| WRITTEN TASK 1 |
From the text on Rona Pondick, output the passage from "Rona Pondick (born" up to and including "the present day.", word for word.
| WRITTEN TASK 2 |
List every color that the quotation in the text on Rona Pondick names as part of her palette.

# Start of PAGE TEXT

Rona Pondick (born April 18, 1952) is an American sculptor. She lives and works in New York City. Using the language of the body in her sculpture, in both a literal and a metaphorical sense, has been of interest to Pondick since the beginnings of her career in 1977. An abiding concern of hers has been the exploration of the use of different materials, a consistent motif that runs throughout her work from its beginnings to the present day.

Early life
Raised in Brooklyn, New York, Rona Pondick earned her Bachelor of Fine Arts from Queens College in New York in 1974. She earned a Master of Fine Arts in 1977 from Yale University School of Art in New Haven, Connecticut, where she studied sculpture with David Von Schlegell, an American sculptor, and also studied with Richard Serra, who was a visiting artist in the program at the time.

Artistry 
Pondick began to exhibit in galleries and museums in the mid 1980s, and since that time her sculpture and site-specific installations have been shown in exhibitions throughout the world. Her work can be divided into two stylistic periods: early work based on fragments that reference the human body, and later work centered around the human body as part of hybrid sculptures, merged with forms from nature of flora and fauna.

Color
In 2018, Lynn Zelevansky wrote, “Color … enhances the informality and approachability of Pondick’s new work. Each object is named for the colors it contains. Her palette begins with the primary hues for photographic printing—magenta, cyan, and yellow—to which she adds green, blue, black, and white. Made from resin, acrylic, and an epoxy modeling compound…they are each partly translucent and in places almost evanescent, changing as the light changes and as viewers move around them…  The addition of color and the new materials significantly alter the visual impact and emotional tenor of Pondick’s art.”

# End of PAGE TEXT
# Start of RECORD EXTRACTS

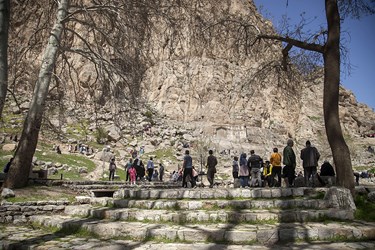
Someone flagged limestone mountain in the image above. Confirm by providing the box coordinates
[5,0,375,170]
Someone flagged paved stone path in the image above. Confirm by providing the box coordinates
[0,225,375,250]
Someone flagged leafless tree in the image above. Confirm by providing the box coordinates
[0,0,10,119]
[254,0,374,191]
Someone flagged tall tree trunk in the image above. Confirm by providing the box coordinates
[4,0,69,188]
[0,0,10,118]
[323,0,354,191]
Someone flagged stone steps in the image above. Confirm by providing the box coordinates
[30,187,375,246]
[0,224,375,250]
[65,205,353,224]
[31,215,375,245]
[115,186,329,199]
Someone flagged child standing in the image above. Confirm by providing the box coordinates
[129,166,137,185]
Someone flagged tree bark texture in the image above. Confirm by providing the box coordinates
[323,0,354,191]
[4,0,69,188]
[0,0,10,118]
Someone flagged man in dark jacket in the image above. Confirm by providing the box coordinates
[301,141,320,187]
[207,150,217,188]
[247,150,263,187]
[283,139,296,187]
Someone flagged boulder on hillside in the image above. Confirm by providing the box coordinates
[1,188,16,199]
[3,143,17,152]
[367,191,375,203]
[105,124,121,142]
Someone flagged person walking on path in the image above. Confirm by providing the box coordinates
[207,150,217,188]
[283,139,296,187]
[270,148,282,187]
[182,150,195,187]
[247,150,263,187]
[301,141,320,187]
[109,158,116,181]
[232,156,240,180]
[239,153,249,187]
[147,157,155,181]
[129,166,137,185]
[125,158,133,181]
[159,163,164,181]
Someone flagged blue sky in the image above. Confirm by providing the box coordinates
[254,0,375,109]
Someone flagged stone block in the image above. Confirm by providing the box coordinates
[261,189,272,198]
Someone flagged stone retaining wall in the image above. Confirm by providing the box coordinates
[0,200,70,224]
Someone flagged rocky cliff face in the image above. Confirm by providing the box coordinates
[6,0,375,168]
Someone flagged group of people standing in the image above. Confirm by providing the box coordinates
[109,157,164,185]
[232,139,320,187]
[109,139,328,188]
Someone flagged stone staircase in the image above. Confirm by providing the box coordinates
[30,186,375,245]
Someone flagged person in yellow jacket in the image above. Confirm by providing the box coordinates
[270,148,282,187]
[263,161,273,187]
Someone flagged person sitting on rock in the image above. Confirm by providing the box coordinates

# End of RECORD EXTRACTS

| WRITTEN REPLY 1 |
Rona Pondick (born April 18, 1952) is an American sculptor. She lives and works in New York City. Using the language of the body in her sculpture, in both a literal and a metaphorical sense, has been of interest to Pondick since the beginnings of her career in 1977. An abiding concern of hers has been the exploration of the use of different materials, a consistent motif that runs throughout her work from its beginnings to the present day.

| WRITTEN REPLY 2 |
magenta, cyan, yellow, green, blue, black, white